» DATA:
-=-=-=-=-

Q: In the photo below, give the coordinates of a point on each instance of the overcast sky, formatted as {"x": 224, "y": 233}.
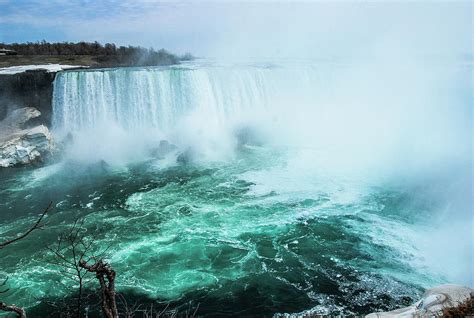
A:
{"x": 248, "y": 29}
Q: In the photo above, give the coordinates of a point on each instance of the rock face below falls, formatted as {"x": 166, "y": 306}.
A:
{"x": 20, "y": 144}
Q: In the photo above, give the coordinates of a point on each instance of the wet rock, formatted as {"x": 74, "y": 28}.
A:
{"x": 433, "y": 302}
{"x": 20, "y": 146}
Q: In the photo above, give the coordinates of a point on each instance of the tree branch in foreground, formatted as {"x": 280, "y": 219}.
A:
{"x": 37, "y": 225}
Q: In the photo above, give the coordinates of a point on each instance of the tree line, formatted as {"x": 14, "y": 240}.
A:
{"x": 108, "y": 53}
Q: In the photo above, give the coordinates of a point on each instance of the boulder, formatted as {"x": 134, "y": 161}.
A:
{"x": 433, "y": 302}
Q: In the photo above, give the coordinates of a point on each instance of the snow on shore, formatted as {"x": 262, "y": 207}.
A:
{"x": 48, "y": 67}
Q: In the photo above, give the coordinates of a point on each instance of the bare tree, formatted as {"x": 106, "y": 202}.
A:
{"x": 37, "y": 225}
{"x": 72, "y": 248}
{"x": 106, "y": 276}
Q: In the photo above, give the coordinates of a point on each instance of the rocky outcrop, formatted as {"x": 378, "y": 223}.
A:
{"x": 27, "y": 89}
{"x": 20, "y": 144}
{"x": 433, "y": 302}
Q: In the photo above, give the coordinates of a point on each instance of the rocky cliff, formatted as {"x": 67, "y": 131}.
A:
{"x": 21, "y": 144}
{"x": 27, "y": 89}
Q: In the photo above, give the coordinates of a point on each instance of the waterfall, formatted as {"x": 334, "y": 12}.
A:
{"x": 191, "y": 106}
{"x": 156, "y": 98}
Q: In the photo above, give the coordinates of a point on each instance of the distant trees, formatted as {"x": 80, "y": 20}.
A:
{"x": 108, "y": 54}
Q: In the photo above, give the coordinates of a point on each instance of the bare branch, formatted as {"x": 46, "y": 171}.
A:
{"x": 35, "y": 226}
{"x": 18, "y": 310}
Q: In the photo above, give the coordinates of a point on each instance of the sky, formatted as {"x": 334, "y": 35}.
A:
{"x": 282, "y": 29}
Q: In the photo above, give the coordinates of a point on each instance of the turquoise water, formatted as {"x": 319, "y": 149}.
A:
{"x": 300, "y": 191}
{"x": 217, "y": 236}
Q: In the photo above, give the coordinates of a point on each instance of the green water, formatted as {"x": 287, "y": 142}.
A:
{"x": 245, "y": 237}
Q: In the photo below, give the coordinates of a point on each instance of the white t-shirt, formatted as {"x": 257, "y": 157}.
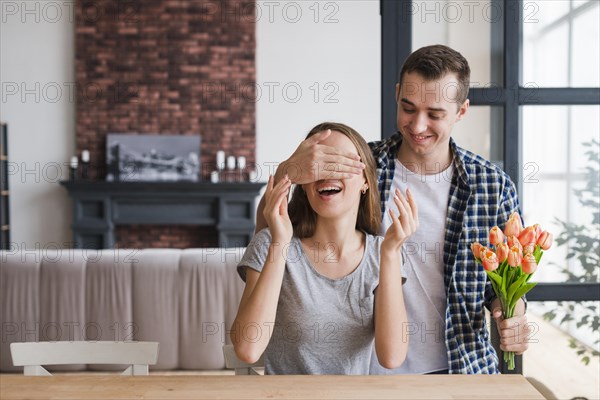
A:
{"x": 423, "y": 253}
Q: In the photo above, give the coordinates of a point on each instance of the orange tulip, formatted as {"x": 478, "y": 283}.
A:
{"x": 515, "y": 256}
{"x": 496, "y": 236}
{"x": 502, "y": 252}
{"x": 476, "y": 249}
{"x": 527, "y": 236}
{"x": 529, "y": 265}
{"x": 529, "y": 248}
{"x": 490, "y": 261}
{"x": 538, "y": 231}
{"x": 514, "y": 241}
{"x": 545, "y": 240}
{"x": 514, "y": 226}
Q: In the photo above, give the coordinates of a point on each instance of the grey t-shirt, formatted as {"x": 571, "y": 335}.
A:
{"x": 322, "y": 325}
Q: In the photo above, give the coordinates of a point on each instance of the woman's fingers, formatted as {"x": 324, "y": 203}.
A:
{"x": 407, "y": 212}
{"x": 413, "y": 207}
{"x": 276, "y": 194}
{"x": 396, "y": 224}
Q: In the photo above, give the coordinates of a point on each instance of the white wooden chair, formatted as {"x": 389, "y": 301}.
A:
{"x": 240, "y": 367}
{"x": 32, "y": 355}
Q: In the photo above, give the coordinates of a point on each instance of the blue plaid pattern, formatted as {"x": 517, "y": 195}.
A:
{"x": 481, "y": 196}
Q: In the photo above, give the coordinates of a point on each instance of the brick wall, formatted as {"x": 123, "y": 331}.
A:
{"x": 170, "y": 67}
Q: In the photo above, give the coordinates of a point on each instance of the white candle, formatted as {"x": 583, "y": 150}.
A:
{"x": 231, "y": 162}
{"x": 220, "y": 159}
{"x": 253, "y": 176}
{"x": 241, "y": 162}
{"x": 214, "y": 176}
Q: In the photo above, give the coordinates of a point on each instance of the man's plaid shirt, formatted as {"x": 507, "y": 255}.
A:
{"x": 481, "y": 196}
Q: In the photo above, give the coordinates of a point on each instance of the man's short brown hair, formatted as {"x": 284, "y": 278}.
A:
{"x": 434, "y": 62}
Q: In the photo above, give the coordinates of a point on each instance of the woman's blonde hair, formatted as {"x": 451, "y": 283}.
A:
{"x": 304, "y": 218}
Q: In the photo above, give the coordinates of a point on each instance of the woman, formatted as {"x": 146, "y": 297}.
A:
{"x": 320, "y": 286}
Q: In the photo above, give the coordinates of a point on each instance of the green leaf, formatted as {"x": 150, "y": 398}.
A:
{"x": 513, "y": 288}
{"x": 523, "y": 290}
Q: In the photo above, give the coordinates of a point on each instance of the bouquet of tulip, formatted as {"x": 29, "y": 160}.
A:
{"x": 511, "y": 259}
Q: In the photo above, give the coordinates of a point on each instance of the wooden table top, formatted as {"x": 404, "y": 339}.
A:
{"x": 314, "y": 387}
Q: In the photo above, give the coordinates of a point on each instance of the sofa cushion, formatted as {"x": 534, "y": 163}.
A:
{"x": 156, "y": 302}
{"x": 19, "y": 302}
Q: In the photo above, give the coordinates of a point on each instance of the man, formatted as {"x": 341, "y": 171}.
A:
{"x": 461, "y": 197}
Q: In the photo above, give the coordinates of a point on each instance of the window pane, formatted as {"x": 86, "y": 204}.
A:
{"x": 454, "y": 23}
{"x": 561, "y": 43}
{"x": 480, "y": 132}
{"x": 586, "y": 51}
{"x": 551, "y": 361}
{"x": 554, "y": 162}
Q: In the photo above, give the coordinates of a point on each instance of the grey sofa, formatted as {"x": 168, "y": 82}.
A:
{"x": 184, "y": 299}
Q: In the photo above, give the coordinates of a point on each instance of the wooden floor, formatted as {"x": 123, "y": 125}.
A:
{"x": 551, "y": 362}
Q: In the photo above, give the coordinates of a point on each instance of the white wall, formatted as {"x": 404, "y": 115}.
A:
{"x": 340, "y": 45}
{"x": 36, "y": 72}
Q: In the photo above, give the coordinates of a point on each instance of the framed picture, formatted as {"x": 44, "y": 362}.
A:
{"x": 131, "y": 157}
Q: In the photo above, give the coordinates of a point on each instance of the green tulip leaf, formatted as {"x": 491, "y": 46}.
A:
{"x": 516, "y": 285}
{"x": 522, "y": 291}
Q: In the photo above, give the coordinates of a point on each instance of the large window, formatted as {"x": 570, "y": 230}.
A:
{"x": 535, "y": 103}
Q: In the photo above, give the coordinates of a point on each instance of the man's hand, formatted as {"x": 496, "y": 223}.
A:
{"x": 514, "y": 332}
{"x": 313, "y": 161}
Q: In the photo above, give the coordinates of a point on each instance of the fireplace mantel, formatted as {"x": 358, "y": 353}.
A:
{"x": 99, "y": 206}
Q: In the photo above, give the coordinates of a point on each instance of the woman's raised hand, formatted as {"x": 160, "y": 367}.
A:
{"x": 403, "y": 225}
{"x": 275, "y": 211}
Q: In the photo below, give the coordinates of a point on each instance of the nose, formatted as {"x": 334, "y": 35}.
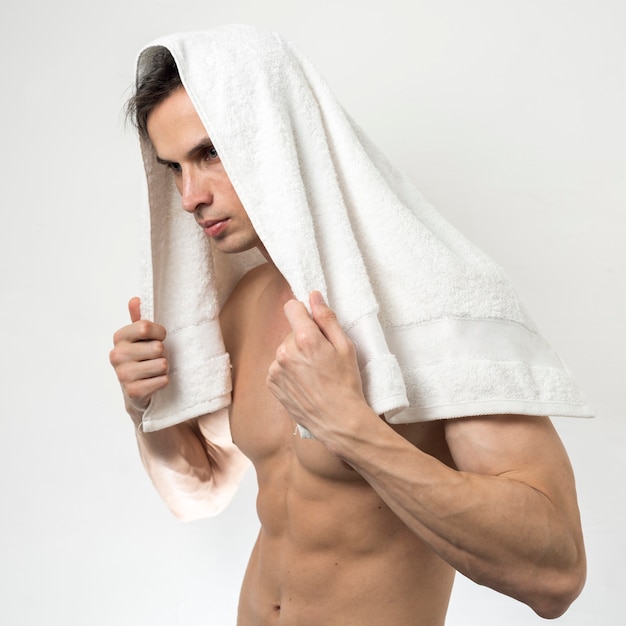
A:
{"x": 195, "y": 190}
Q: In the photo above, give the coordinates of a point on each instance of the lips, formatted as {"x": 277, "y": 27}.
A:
{"x": 213, "y": 227}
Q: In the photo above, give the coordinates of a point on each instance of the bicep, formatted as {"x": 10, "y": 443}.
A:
{"x": 517, "y": 447}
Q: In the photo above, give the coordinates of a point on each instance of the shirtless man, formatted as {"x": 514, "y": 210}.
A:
{"x": 365, "y": 524}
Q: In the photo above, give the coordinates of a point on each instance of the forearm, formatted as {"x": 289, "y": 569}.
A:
{"x": 496, "y": 530}
{"x": 194, "y": 466}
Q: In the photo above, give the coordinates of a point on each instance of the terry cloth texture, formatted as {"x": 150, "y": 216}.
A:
{"x": 439, "y": 330}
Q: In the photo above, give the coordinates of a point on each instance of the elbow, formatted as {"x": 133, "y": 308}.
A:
{"x": 559, "y": 593}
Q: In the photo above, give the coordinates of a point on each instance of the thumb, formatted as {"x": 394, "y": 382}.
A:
{"x": 325, "y": 319}
{"x": 134, "y": 308}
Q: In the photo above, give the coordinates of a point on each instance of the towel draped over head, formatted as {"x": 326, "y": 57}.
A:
{"x": 439, "y": 331}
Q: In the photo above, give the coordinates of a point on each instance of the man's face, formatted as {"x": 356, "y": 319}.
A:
{"x": 182, "y": 144}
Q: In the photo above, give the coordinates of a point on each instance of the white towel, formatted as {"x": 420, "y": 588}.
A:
{"x": 439, "y": 330}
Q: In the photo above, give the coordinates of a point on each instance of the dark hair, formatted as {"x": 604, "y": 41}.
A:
{"x": 159, "y": 78}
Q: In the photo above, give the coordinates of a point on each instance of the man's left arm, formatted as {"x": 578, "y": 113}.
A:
{"x": 506, "y": 517}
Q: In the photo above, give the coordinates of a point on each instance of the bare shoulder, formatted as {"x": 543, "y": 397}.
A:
{"x": 239, "y": 307}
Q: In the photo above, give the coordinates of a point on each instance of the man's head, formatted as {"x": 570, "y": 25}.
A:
{"x": 159, "y": 80}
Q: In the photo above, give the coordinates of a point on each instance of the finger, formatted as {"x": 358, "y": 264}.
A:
{"x": 134, "y": 308}
{"x": 326, "y": 320}
{"x": 132, "y": 372}
{"x": 143, "y": 330}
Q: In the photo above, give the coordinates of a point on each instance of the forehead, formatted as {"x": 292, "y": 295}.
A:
{"x": 174, "y": 123}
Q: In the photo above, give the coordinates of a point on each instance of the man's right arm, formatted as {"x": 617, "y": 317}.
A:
{"x": 194, "y": 466}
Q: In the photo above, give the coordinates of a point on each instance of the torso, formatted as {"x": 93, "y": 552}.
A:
{"x": 329, "y": 551}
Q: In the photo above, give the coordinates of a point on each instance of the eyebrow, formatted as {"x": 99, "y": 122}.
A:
{"x": 201, "y": 146}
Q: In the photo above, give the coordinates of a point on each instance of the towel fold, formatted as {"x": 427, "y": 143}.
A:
{"x": 439, "y": 330}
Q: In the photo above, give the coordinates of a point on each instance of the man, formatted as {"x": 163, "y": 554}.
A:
{"x": 366, "y": 521}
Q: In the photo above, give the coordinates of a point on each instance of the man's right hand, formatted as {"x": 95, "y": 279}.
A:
{"x": 139, "y": 359}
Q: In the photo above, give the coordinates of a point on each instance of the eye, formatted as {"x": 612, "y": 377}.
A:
{"x": 210, "y": 153}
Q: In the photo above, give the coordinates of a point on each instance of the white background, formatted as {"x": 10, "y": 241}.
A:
{"x": 509, "y": 116}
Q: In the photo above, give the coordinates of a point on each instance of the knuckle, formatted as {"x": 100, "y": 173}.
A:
{"x": 143, "y": 329}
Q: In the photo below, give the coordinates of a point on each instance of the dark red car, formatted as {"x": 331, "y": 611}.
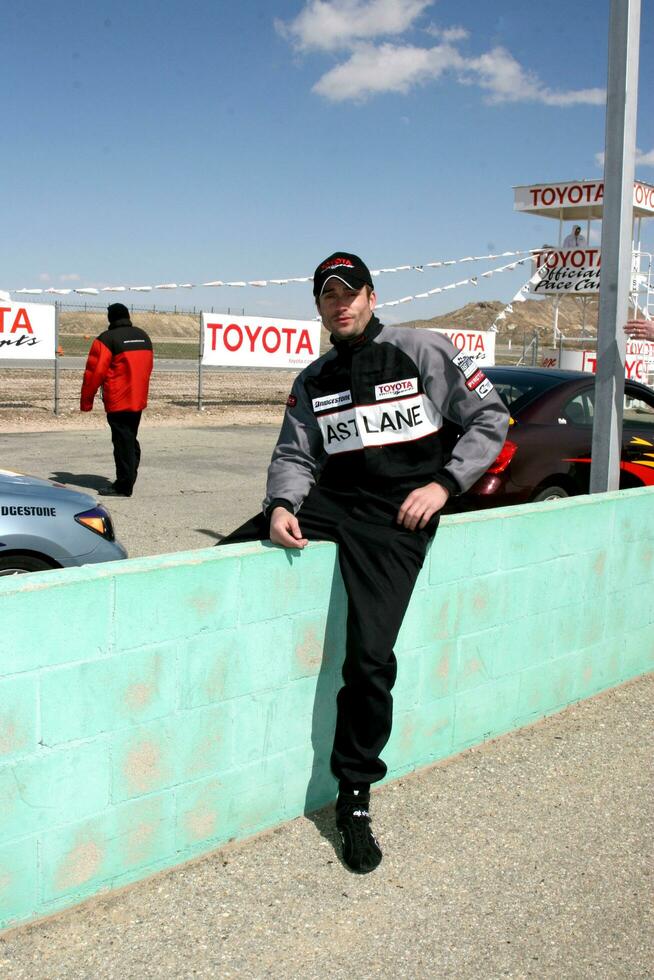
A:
{"x": 547, "y": 451}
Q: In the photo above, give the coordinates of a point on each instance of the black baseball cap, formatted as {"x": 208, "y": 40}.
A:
{"x": 349, "y": 268}
{"x": 117, "y": 311}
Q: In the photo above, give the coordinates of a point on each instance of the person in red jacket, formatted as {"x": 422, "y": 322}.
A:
{"x": 120, "y": 362}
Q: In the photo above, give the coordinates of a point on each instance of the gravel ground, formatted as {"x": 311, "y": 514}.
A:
{"x": 243, "y": 397}
{"x": 530, "y": 856}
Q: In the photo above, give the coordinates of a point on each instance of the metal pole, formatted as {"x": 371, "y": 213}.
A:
{"x": 56, "y": 406}
{"x": 617, "y": 222}
{"x": 200, "y": 346}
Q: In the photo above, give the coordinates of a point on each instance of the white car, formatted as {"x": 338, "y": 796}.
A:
{"x": 47, "y": 525}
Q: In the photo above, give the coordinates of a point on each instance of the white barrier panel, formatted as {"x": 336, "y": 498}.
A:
{"x": 479, "y": 344}
{"x": 572, "y": 270}
{"x": 27, "y": 331}
{"x": 241, "y": 341}
{"x": 639, "y": 360}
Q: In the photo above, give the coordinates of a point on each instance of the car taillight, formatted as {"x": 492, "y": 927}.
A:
{"x": 507, "y": 453}
{"x": 98, "y": 520}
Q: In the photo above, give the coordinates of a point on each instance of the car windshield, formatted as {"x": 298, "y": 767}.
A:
{"x": 519, "y": 389}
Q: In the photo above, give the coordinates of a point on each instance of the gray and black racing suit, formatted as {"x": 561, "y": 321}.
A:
{"x": 364, "y": 426}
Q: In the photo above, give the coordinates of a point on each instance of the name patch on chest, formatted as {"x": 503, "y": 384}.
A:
{"x": 365, "y": 426}
{"x": 395, "y": 389}
{"x": 332, "y": 401}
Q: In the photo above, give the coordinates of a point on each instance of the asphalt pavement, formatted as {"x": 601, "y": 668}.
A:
{"x": 530, "y": 856}
{"x": 195, "y": 484}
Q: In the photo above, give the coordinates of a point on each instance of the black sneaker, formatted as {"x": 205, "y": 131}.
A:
{"x": 361, "y": 852}
{"x": 114, "y": 491}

-=-=-=-=-

» STATED PROBLEM: Look above for the line containing "car windshield, formatted"; copy from it through the last line, exactly, and nothing more.

» SOLUTION TO THE PROBLEM:
Q: In the photo above, give the coordinates of a point on each instance of the car windshield, formatted as {"x": 298, "y": 767}.
A:
{"x": 519, "y": 389}
Q: In the photo above, give the coordinates of a point on each instance of the gray and black racing suit, formatted as {"x": 561, "y": 321}.
A:
{"x": 364, "y": 426}
Q: In the photo above, give the coordinates of a point on each instance of the name patch on chest, formatted as {"x": 503, "y": 384}.
A:
{"x": 365, "y": 426}
{"x": 395, "y": 389}
{"x": 332, "y": 401}
Q: In the photo above, give the coordinates of a point on each instance of the asphalt pavement, formatted as {"x": 601, "y": 668}.
A:
{"x": 530, "y": 856}
{"x": 195, "y": 484}
Q: In the photo above, give the coordinates of a point on each instance of the black sneaker, formatted as {"x": 205, "y": 131}.
A:
{"x": 361, "y": 852}
{"x": 114, "y": 491}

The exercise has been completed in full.